- **SET EXERCISE**:
Name every person mentioned by name in the article about Mercedes' caution in Formula 1.

Mercedes are winning Grands Prix. They are also, according to one of the sharpest racing brains in the paddock, becoming too cautious to win them on track — and the effect is already visible at race starts and in early-corner wheel-to-wheel combat.
Jolyon Palmer, the former F1 driver turned race-analyst, used his breakdown of the Japanese Grand Prix to call out what he described as a structural caution inside the Mercedes team in 2026.
"The Ferrari and the McLarens are both really aggressive with the Mercedes all the time because they know in wheel-to-wheel battle the Mercedes have to be that little bit more cautious," Palmer said. "They're clearly playing for the championship already. Maybe the Ferraris, the McLarens will be, but right now it seems a long shot."
The logic is straightforward. Mercedes are on two wins from three, have Kimi Antonelli in genuine title contention in his first full season and are 45 points clear of Ferrari in the constructors' standings. A first-lap tangle or a careless move that ends a race in the barrier costs them disproportionately. Ferrari and McLaren, chasing from behind, can take bigger risks because the upside on any given Sunday is larger than the long-run cost.
Palmer's problem is that Mercedes' caution has now begun to cost the team positions at a circuit level. He singled out George Russell for a specific critique of his race-start and first-corner behaviour in Japan.
"George is quite cautious. He's quite tentative fighting with the rivals in these early corners," Palmer said. "Warm-up's not great for them. And Lando simply releases the brakes and sweeps right around the outside of George to take third place away from him."
The reference point is the McLaren of Lando Norris calmly going around the outside of Russell without needing to use a defined move to do it. Palmer's framing was that Russell's reluctance to use the width of the car in combat let Norris make the overtake look routine. It is a small moment in the context of a race, but for a driver trying to establish himself as a lead Mercedes threat in 2026, ceding early positions to the championship-of-chasers teams matters cumulatively.
The Palmer analysis places Mercedes in an interesting strategic position. Antonelli's pole-to-win execution in Japan was partly salvaged by the 18-year-old rookie's raw pace, and Russell's third place became his first podium on a weekend where the pre-race picture favoured more. A Mercedes that cannot defend aggressively in the opening laps because it cannot afford a crash risks leaving points on the road even when the package is quickest.

- **ROWS**:
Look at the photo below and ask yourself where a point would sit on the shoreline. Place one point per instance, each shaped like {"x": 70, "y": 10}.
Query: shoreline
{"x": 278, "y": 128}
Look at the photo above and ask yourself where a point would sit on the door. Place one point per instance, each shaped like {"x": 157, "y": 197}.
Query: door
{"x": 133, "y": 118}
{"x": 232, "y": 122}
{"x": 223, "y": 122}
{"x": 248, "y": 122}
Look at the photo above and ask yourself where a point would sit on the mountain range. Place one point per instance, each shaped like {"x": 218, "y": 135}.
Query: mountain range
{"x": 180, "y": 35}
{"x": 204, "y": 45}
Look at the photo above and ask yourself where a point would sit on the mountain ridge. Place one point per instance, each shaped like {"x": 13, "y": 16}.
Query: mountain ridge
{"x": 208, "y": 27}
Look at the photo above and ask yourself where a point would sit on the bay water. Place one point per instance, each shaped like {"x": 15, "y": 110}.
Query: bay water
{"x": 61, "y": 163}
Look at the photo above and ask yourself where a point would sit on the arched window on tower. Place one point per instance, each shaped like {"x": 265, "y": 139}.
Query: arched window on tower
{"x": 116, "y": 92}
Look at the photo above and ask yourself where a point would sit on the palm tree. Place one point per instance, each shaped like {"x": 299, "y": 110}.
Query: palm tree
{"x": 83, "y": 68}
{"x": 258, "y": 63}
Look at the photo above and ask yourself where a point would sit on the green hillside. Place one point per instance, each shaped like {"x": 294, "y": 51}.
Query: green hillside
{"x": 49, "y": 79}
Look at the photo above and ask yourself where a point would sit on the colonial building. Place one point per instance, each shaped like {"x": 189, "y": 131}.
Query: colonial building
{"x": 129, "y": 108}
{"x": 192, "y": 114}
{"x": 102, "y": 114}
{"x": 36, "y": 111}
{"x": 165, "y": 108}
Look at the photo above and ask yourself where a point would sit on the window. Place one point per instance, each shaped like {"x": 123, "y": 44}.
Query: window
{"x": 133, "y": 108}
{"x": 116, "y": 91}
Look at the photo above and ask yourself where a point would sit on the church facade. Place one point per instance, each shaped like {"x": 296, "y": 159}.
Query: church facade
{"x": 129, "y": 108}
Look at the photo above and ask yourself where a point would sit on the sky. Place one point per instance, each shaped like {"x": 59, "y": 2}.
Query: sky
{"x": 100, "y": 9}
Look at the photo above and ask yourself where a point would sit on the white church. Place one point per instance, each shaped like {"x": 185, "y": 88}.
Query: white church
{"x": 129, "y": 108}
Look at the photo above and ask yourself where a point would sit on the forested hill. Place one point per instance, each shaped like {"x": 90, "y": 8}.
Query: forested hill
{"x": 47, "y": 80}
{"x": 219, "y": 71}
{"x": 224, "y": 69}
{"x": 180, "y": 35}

- **TASK OUTPUT**:
Jolyon Palmer, Kimi Antonelli, George Russell, Lando Norris